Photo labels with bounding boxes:

-- -- --

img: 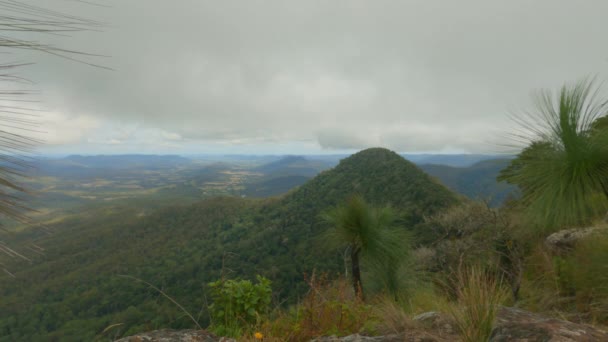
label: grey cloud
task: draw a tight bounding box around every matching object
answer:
[16,0,608,152]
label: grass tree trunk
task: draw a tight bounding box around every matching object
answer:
[350,248,364,300]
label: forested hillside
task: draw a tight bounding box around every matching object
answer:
[0,149,458,341]
[420,159,518,207]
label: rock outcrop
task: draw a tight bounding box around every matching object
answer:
[490,307,608,342]
[116,329,235,342]
[117,307,608,342]
[545,226,608,255]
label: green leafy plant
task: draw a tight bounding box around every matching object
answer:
[498,80,608,228]
[323,196,409,299]
[209,275,272,336]
[449,267,508,342]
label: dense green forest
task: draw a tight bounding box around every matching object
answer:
[0,148,460,341]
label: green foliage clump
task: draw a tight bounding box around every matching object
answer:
[323,196,409,298]
[554,235,608,324]
[449,268,507,342]
[498,81,608,229]
[209,275,272,337]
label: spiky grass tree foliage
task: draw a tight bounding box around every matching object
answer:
[0,1,103,227]
[323,196,409,299]
[498,79,608,229]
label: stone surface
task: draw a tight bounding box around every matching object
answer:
[545,227,608,254]
[116,329,228,342]
[311,334,403,342]
[490,307,608,342]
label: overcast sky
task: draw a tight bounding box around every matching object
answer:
[8,0,608,154]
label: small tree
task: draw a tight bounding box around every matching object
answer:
[498,80,608,227]
[324,196,409,299]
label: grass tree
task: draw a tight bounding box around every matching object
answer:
[323,196,409,299]
[498,79,608,228]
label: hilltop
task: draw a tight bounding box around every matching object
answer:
[0,148,458,340]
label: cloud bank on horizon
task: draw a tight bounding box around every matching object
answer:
[13,0,608,153]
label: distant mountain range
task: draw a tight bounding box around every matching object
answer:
[0,148,460,341]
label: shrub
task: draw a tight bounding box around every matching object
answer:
[270,273,377,341]
[209,275,272,337]
[556,235,608,324]
[449,267,507,342]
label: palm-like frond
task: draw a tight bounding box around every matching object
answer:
[499,79,608,228]
[323,196,409,294]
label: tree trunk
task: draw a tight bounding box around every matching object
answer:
[350,248,364,300]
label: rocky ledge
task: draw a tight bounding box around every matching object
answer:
[117,307,608,342]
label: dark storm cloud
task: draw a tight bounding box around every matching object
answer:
[16,0,608,151]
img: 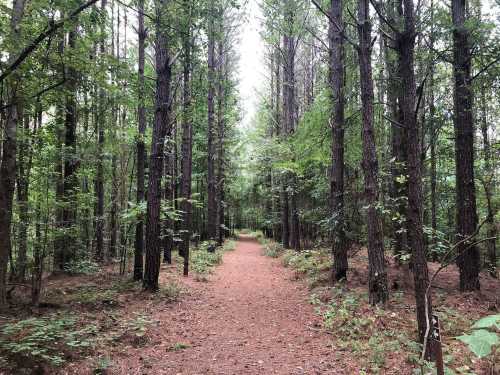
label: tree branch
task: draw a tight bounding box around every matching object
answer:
[0,0,98,82]
[311,0,359,50]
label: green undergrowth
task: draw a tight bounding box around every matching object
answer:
[260,238,484,375]
[0,312,158,374]
[177,239,236,282]
[0,314,98,367]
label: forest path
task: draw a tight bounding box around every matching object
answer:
[113,237,345,375]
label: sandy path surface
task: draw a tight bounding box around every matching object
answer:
[112,237,345,375]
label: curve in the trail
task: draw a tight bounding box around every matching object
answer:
[113,237,346,375]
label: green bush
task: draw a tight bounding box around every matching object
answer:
[64,259,101,275]
[263,241,284,258]
[0,315,97,366]
[190,247,222,275]
[457,314,500,358]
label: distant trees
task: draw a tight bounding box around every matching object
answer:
[252,0,499,355]
[0,0,239,306]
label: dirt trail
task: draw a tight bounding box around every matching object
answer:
[112,237,345,375]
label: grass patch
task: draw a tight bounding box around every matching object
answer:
[168,342,191,352]
[0,314,98,369]
[262,240,284,258]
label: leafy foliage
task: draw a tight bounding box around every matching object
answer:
[0,315,97,366]
[457,314,500,358]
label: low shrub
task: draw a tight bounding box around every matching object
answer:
[64,259,101,275]
[0,315,97,367]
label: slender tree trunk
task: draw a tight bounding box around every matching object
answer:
[0,0,25,308]
[162,134,176,264]
[451,0,481,291]
[15,116,32,282]
[429,0,438,253]
[216,39,226,246]
[143,0,171,291]
[206,9,217,244]
[358,0,389,305]
[95,0,107,262]
[481,84,498,278]
[396,0,432,354]
[328,0,348,281]
[179,25,193,276]
[134,0,146,280]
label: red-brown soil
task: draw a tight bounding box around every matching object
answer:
[95,237,346,375]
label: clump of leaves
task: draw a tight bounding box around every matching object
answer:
[158,281,183,302]
[0,315,97,366]
[282,250,332,285]
[94,357,113,375]
[64,259,101,275]
[191,244,222,281]
[222,240,236,251]
[69,286,117,306]
[264,241,284,258]
[457,314,500,358]
[168,342,191,352]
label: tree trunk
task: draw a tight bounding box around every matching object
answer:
[396,0,432,353]
[216,39,226,246]
[162,135,176,264]
[15,116,32,283]
[134,0,146,280]
[0,0,25,308]
[451,0,481,291]
[358,0,389,305]
[328,0,348,281]
[206,10,217,240]
[95,0,107,262]
[179,21,193,276]
[481,84,498,278]
[143,0,171,291]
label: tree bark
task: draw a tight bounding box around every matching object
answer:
[451,0,481,291]
[358,0,389,305]
[95,0,107,262]
[0,0,25,308]
[206,9,217,244]
[396,0,432,353]
[328,0,348,281]
[481,84,498,278]
[134,0,146,280]
[15,116,33,283]
[143,0,171,291]
[216,38,226,246]
[179,16,193,276]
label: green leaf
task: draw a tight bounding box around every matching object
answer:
[457,329,500,358]
[472,314,500,329]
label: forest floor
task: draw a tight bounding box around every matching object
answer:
[0,235,500,375]
[76,237,349,375]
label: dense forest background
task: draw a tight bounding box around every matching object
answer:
[0,0,500,374]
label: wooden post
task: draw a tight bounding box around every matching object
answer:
[431,314,444,375]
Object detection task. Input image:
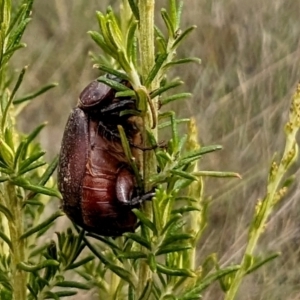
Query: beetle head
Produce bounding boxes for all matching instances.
[78,80,115,110]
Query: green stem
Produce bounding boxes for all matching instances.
[137,0,159,297]
[5,183,27,300]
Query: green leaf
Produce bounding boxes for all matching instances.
[0,230,14,251]
[192,171,242,179]
[157,263,196,277]
[9,66,27,102]
[18,259,59,272]
[126,21,138,61]
[144,53,168,87]
[88,31,116,58]
[155,242,193,256]
[162,214,182,234]
[86,232,121,251]
[172,26,197,50]
[66,255,95,270]
[11,177,62,199]
[0,138,14,167]
[170,170,198,181]
[20,211,64,239]
[128,0,140,20]
[161,8,175,38]
[178,266,240,300]
[138,278,152,300]
[97,76,131,92]
[160,93,192,106]
[18,161,46,176]
[44,291,77,300]
[26,155,61,201]
[160,233,193,248]
[150,80,183,99]
[123,232,151,250]
[132,208,157,235]
[55,281,91,290]
[148,253,157,273]
[118,251,147,259]
[177,145,222,168]
[171,205,201,214]
[84,238,134,285]
[0,204,14,222]
[94,64,129,81]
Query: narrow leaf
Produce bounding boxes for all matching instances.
[94,64,129,81]
[157,263,196,277]
[150,80,183,99]
[20,211,64,239]
[128,0,140,20]
[132,208,157,235]
[192,171,242,179]
[160,93,192,106]
[0,230,14,251]
[0,204,14,222]
[56,281,91,290]
[172,25,197,50]
[18,259,59,272]
[11,177,62,199]
[144,53,168,87]
[123,232,151,250]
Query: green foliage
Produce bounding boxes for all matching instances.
[0,0,300,300]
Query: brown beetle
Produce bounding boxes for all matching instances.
[58,75,152,236]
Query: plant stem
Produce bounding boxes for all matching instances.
[137,0,159,297]
[5,183,27,300]
[225,84,300,300]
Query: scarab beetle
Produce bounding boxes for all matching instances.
[58,75,151,236]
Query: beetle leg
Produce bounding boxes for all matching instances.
[129,191,155,205]
[116,168,136,204]
[100,99,135,114]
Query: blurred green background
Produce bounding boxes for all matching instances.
[14,0,300,300]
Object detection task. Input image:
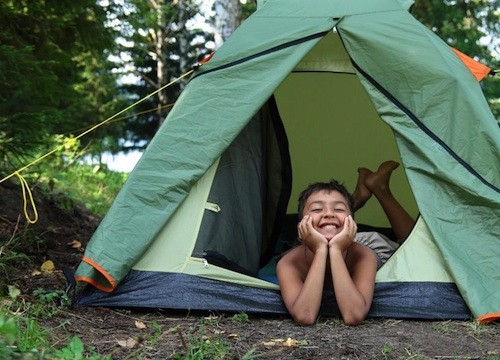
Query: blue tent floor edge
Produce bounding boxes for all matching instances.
[76,270,471,320]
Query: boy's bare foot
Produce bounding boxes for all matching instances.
[365,160,399,195]
[352,168,373,211]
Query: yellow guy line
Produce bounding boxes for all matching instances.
[0,70,193,224]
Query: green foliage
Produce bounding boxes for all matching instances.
[109,0,211,150]
[411,0,500,120]
[174,322,231,360]
[0,286,105,360]
[17,135,128,216]
[0,0,123,169]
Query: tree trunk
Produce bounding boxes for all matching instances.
[214,0,241,48]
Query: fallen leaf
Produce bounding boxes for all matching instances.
[135,320,146,329]
[40,260,56,272]
[263,338,308,347]
[116,338,139,349]
[68,240,85,252]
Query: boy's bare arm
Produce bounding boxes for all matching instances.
[276,246,328,325]
[329,244,377,325]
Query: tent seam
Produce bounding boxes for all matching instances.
[190,30,330,81]
[351,58,500,193]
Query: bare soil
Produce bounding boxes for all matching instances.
[0,182,500,360]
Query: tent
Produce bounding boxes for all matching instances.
[75,0,500,322]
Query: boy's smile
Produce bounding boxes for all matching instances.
[303,190,350,240]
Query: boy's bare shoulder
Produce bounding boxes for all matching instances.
[278,245,307,271]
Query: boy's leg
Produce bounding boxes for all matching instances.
[365,161,415,242]
[352,168,373,212]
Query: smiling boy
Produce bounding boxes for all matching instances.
[276,161,414,325]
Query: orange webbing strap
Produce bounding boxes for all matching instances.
[477,313,500,324]
[451,47,491,81]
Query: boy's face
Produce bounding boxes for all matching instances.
[302,190,351,240]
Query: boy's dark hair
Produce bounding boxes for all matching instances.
[298,179,354,218]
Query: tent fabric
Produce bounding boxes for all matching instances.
[78,270,471,320]
[451,47,491,81]
[76,0,500,321]
[338,9,500,317]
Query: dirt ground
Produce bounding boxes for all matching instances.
[0,182,500,360]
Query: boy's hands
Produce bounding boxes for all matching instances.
[328,215,358,252]
[297,215,328,253]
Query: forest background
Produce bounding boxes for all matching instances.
[0,0,500,354]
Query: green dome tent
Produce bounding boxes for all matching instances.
[75,0,500,322]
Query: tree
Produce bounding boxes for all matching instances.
[411,0,500,119]
[107,0,209,151]
[0,0,121,168]
[214,0,241,48]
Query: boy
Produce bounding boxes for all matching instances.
[276,161,414,325]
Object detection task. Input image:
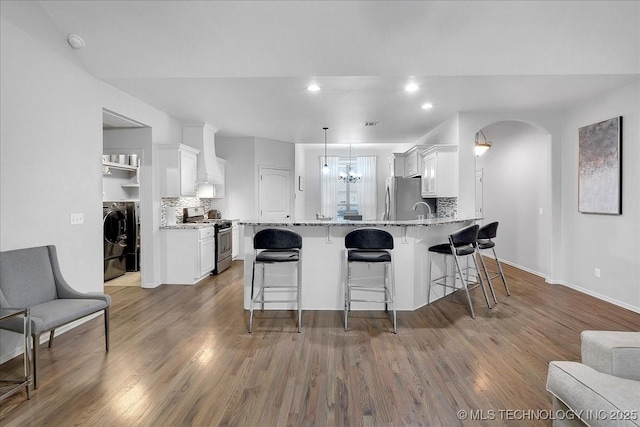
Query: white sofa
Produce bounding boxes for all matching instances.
[547,331,640,426]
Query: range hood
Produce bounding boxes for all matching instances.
[182,123,224,184]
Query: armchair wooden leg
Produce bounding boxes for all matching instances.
[104,307,109,351]
[31,334,40,389]
[49,329,56,348]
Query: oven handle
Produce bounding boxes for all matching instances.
[218,228,232,235]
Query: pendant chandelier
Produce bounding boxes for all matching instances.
[474,131,491,156]
[338,144,362,184]
[322,128,329,174]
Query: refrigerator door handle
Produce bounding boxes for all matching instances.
[383,183,391,221]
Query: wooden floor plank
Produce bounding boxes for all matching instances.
[0,260,640,427]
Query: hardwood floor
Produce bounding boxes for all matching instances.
[0,262,640,427]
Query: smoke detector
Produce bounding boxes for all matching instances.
[67,34,85,49]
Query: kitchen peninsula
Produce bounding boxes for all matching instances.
[239,218,478,311]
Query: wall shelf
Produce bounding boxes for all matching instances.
[102,162,138,172]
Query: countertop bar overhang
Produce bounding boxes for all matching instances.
[239,218,482,311]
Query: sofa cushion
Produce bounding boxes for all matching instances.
[547,361,640,426]
[0,246,58,307]
[581,331,640,381]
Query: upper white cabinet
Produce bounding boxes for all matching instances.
[198,158,227,199]
[388,153,404,176]
[421,145,458,198]
[157,144,200,197]
[402,145,427,178]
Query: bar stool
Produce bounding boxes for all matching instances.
[344,228,397,334]
[249,228,302,333]
[476,221,511,304]
[427,224,491,319]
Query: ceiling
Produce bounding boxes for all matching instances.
[40,1,640,143]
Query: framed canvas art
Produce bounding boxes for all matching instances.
[578,117,622,215]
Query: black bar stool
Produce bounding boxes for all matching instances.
[476,221,511,304]
[344,228,397,334]
[427,224,491,319]
[249,228,302,333]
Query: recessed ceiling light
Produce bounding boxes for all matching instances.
[404,83,418,92]
[67,34,84,49]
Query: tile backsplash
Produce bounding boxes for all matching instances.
[160,197,215,226]
[436,197,458,218]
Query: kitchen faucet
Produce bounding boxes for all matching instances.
[413,202,431,218]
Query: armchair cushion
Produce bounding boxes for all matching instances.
[0,246,58,308]
[547,331,640,426]
[580,331,640,381]
[0,246,111,335]
[547,361,640,426]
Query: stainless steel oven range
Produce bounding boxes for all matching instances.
[182,206,233,274]
[213,219,233,274]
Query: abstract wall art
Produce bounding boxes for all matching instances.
[578,117,622,215]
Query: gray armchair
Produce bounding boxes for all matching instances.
[0,246,111,388]
[547,331,640,427]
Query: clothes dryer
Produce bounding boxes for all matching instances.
[102,203,127,281]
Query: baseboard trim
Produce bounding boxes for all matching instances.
[482,253,640,313]
[0,311,103,365]
[548,280,640,314]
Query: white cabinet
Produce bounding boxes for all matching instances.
[421,145,458,198]
[402,145,427,178]
[162,227,216,285]
[387,153,404,176]
[198,158,227,199]
[157,144,199,197]
[198,227,216,277]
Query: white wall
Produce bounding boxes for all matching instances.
[0,2,182,362]
[216,136,256,222]
[476,121,551,276]
[0,15,103,292]
[559,83,640,312]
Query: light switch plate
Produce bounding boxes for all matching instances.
[71,213,84,225]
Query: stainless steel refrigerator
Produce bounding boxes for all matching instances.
[384,177,436,221]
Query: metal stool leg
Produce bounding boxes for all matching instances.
[296,261,302,333]
[471,252,495,308]
[491,248,511,296]
[344,257,351,332]
[445,255,476,319]
[249,261,256,333]
[385,260,398,334]
[476,250,498,304]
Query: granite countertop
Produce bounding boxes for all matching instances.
[160,218,239,230]
[160,222,213,230]
[238,218,482,227]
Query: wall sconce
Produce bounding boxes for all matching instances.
[322,128,329,174]
[474,131,491,156]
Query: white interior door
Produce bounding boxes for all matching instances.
[259,166,291,221]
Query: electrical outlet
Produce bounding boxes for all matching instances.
[71,213,84,225]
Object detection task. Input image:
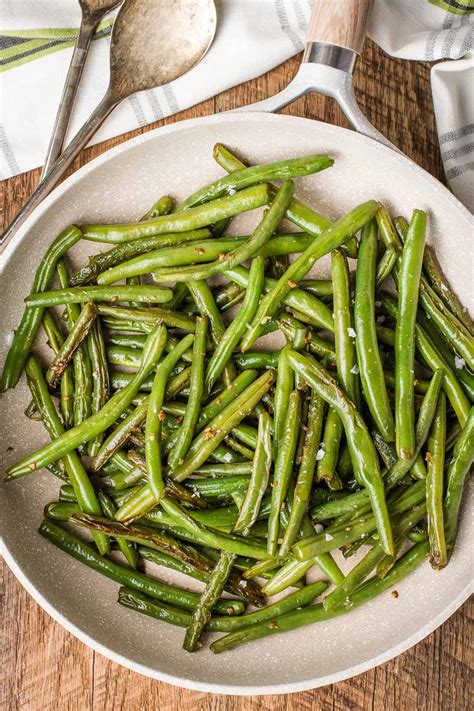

-- -- --

PROMPT —
Rewrite everything from the line containing "Query: bare soil" down to the line containing "[0,0,500,354]", switching "tent" to "shelter" and leaving all else unchanged.

WORKED SOLUTION —
Query: bare soil
Produce bounding boxes for all matching instances.
[0,182,500,360]
Query: shelter
Produce bounding boxes for all matching instances.
[75,0,500,322]
Query: boy's smile
Produce bounding boxes for all matching instances.
[303,190,350,240]
Query: boy's bare shoulder
Produce bounding boxes for all matching instances.
[278,245,307,271]
Query: boy's leg
Produce bounding boxes for all matching instances.
[365,161,415,242]
[352,168,373,212]
Query: smiling boy
Produce bounding boxes for all matching instances.
[276,161,414,325]
Query: orange webbing strap
Produce bounding boxes for all matching instances.
[477,313,500,324]
[451,47,491,81]
Query: boy's face
Produce bounding boxes for all matching instances.
[302,190,351,240]
Query: boy's dark hair
Produce bounding boxes for all matching instances.
[298,179,354,218]
Query: shelter fabric
Produce bounding boxes for all matching instances.
[78,270,471,320]
[451,47,491,81]
[76,0,500,321]
[338,9,500,317]
Query: dirt ground
Produce bounding boxes for all matching instances.
[0,182,500,360]
Query: boy's hands
Produce bounding boxes for all matching instances.
[328,215,358,252]
[297,215,328,253]
Query: forest background
Produce bounding boxes for all matching instances.
[0,0,500,354]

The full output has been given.